** Start ITEMS **

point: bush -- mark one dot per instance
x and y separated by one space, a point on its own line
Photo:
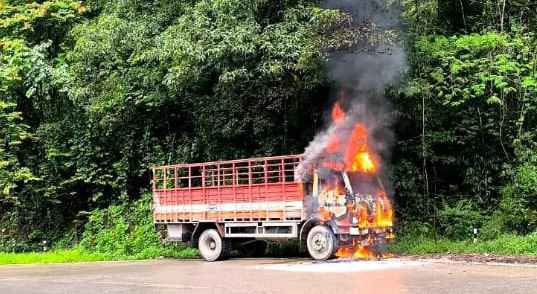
517 212
457 222
128 230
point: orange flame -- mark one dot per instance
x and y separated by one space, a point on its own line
357 157
358 252
338 115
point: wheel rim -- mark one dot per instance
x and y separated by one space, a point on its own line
320 242
209 247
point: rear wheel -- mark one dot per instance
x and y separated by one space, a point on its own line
212 247
321 243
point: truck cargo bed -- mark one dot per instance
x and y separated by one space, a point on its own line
254 189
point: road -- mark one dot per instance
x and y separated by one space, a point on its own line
268 276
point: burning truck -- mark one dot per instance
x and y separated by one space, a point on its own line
331 199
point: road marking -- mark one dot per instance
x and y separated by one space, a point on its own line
339 266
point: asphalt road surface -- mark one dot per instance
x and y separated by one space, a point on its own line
268 276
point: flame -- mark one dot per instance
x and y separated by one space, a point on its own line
374 211
338 115
358 252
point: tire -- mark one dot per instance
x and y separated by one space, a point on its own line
212 247
321 243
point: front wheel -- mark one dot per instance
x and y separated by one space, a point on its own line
321 243
212 247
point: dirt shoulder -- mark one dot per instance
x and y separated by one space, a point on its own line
479 258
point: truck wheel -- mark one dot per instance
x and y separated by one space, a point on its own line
212 247
321 243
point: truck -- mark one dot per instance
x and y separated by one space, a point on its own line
223 205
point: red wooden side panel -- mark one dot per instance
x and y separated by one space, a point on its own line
249 189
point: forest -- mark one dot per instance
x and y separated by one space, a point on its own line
93 93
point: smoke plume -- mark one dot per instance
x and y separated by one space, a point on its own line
360 76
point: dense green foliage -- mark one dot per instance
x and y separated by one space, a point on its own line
93 93
121 231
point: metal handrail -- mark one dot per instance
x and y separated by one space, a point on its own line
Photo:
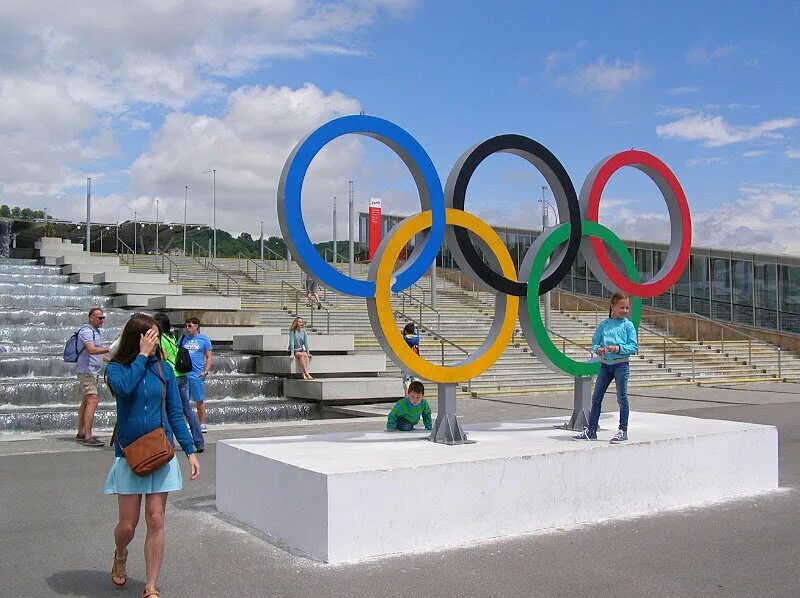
130 251
256 267
228 277
172 264
297 293
666 339
278 258
344 258
421 304
442 340
200 249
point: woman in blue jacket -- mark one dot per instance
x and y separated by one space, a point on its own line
298 346
136 377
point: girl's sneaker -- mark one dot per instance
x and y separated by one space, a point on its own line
587 434
621 436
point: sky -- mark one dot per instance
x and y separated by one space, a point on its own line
144 96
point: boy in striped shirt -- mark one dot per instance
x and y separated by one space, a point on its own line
406 412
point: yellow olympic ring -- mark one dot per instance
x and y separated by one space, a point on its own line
380 306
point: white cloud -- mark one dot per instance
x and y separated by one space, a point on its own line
554 58
705 161
605 78
74 79
699 54
715 131
675 111
765 218
247 146
683 90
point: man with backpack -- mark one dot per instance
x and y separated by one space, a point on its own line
89 347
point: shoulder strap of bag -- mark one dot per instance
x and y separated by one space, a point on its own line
163 405
163 391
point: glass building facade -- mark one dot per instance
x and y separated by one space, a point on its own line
744 288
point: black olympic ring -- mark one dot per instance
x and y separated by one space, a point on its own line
563 192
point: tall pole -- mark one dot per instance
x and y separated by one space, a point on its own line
185 198
335 257
214 207
157 227
351 231
88 214
213 172
546 298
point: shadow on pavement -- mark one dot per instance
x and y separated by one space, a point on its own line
91 584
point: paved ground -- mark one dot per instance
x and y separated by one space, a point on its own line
56 525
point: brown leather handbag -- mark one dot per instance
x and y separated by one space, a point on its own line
151 451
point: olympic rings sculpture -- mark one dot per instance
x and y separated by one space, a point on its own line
443 214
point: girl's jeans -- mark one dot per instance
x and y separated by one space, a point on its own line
608 372
188 412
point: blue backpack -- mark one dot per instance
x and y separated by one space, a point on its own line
71 351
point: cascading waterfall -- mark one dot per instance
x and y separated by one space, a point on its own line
40 310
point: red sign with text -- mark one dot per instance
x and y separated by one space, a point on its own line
374 236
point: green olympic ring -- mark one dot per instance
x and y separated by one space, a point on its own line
547 351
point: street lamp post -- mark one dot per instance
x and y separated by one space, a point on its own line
546 297
185 197
88 215
213 172
335 258
157 248
351 231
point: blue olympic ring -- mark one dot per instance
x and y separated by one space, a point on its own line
422 170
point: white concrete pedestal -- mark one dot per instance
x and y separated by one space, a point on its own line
352 496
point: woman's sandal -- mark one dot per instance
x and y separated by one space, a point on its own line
119 570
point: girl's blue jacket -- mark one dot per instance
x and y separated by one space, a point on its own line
137 389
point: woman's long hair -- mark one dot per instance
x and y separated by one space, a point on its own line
163 323
128 349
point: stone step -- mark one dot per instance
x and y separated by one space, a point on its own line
363 363
85 258
195 302
132 288
279 343
131 301
226 334
344 391
92 268
61 250
130 277
47 242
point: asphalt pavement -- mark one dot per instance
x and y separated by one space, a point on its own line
56 526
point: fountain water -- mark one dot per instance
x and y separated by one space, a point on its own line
39 311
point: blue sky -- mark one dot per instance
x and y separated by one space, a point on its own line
145 95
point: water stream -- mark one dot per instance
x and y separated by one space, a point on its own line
40 310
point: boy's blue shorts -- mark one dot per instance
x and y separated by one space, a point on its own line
197 389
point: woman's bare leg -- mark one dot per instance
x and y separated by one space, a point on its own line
129 507
155 507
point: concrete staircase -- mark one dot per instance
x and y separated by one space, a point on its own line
464 317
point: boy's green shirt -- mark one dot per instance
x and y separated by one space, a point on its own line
411 413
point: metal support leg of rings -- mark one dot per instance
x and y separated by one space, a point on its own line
446 428
581 405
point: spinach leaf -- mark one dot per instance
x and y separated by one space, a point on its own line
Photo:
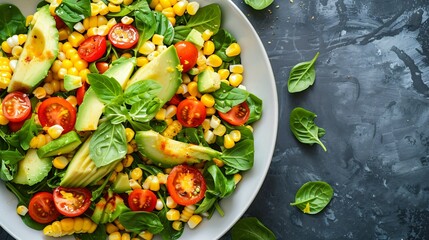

** End ITEMS **

Show each line of the material that contains the word "asphalt".

point: asphalt road surface -- mark one dot per instance
point: asphalt pavement -- mark one dot per instance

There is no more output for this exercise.